Exercise goal - Please copy out the lines from the very first one through the line holding "left=654, top=306, right=708, bottom=540", inclusive, offsetting every coordinate in them by adding 7.

[Excerpts from a detection dataset]
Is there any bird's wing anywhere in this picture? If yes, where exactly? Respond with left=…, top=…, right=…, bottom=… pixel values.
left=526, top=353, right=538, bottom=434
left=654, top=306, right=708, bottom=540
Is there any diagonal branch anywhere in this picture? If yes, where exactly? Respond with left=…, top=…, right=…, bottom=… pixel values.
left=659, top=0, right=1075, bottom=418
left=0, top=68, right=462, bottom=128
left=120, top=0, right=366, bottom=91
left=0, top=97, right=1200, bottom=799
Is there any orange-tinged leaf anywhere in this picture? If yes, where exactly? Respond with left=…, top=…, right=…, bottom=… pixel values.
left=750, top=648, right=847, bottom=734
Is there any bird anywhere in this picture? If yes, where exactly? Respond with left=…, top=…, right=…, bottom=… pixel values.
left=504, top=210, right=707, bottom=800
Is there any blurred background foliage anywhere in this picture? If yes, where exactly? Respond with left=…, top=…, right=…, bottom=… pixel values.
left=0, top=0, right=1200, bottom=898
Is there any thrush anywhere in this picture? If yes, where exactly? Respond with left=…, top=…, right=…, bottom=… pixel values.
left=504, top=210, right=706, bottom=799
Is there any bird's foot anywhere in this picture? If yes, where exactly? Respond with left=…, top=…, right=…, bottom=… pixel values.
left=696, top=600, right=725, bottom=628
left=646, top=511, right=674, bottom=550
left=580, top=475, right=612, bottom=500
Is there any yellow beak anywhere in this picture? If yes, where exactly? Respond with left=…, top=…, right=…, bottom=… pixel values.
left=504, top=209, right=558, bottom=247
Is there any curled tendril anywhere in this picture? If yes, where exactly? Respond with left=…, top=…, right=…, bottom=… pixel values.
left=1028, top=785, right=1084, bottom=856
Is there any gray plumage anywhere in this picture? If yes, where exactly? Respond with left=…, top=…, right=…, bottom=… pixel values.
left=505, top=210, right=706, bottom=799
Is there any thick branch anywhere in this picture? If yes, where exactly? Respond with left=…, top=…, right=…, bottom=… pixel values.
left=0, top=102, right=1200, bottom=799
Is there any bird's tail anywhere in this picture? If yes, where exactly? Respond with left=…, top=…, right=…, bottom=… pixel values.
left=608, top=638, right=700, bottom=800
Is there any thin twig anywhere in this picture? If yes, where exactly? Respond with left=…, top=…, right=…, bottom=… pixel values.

Correct answer -
Is there any bird's wing anywhere in this picture? If yes, where exactly? Respond with left=…, top=…, right=…, bottom=… pixel values.
left=533, top=360, right=545, bottom=441
left=661, top=313, right=715, bottom=547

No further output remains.